> _DATA FOR THIS TASK_
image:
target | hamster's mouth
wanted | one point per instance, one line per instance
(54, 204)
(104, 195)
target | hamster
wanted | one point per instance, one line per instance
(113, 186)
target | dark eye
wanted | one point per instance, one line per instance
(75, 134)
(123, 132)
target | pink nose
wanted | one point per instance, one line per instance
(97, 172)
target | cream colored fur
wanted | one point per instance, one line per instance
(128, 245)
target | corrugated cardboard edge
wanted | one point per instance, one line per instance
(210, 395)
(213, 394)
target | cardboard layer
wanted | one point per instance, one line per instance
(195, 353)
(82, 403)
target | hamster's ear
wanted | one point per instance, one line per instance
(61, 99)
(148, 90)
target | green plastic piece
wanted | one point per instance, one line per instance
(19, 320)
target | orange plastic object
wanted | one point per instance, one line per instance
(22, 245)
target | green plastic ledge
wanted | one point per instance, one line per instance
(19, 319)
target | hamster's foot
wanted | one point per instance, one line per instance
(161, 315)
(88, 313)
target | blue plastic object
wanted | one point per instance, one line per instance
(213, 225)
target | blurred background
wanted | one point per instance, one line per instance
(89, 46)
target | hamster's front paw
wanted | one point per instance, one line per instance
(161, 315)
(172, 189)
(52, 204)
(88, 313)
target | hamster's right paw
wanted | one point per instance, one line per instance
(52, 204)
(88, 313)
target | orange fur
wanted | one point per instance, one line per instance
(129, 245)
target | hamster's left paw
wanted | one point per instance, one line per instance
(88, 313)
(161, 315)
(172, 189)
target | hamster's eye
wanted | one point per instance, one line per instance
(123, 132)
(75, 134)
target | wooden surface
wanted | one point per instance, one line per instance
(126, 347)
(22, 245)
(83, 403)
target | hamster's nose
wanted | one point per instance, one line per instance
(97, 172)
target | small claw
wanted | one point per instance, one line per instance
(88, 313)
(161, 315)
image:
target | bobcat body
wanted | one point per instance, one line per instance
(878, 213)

> _EXERCISE GOAL_
The response must consist solely of the lines from the one with "target | small claw" through the end of the listing above, copied exactly; please include the first and the last.

> _RESULT FOR THIS TASK_
target | small claw
wanted | one point per instance, one line per instance
(88, 313)
(161, 315)
image:
target | bobcat body
wanted | one point per instance, one line per instance
(878, 213)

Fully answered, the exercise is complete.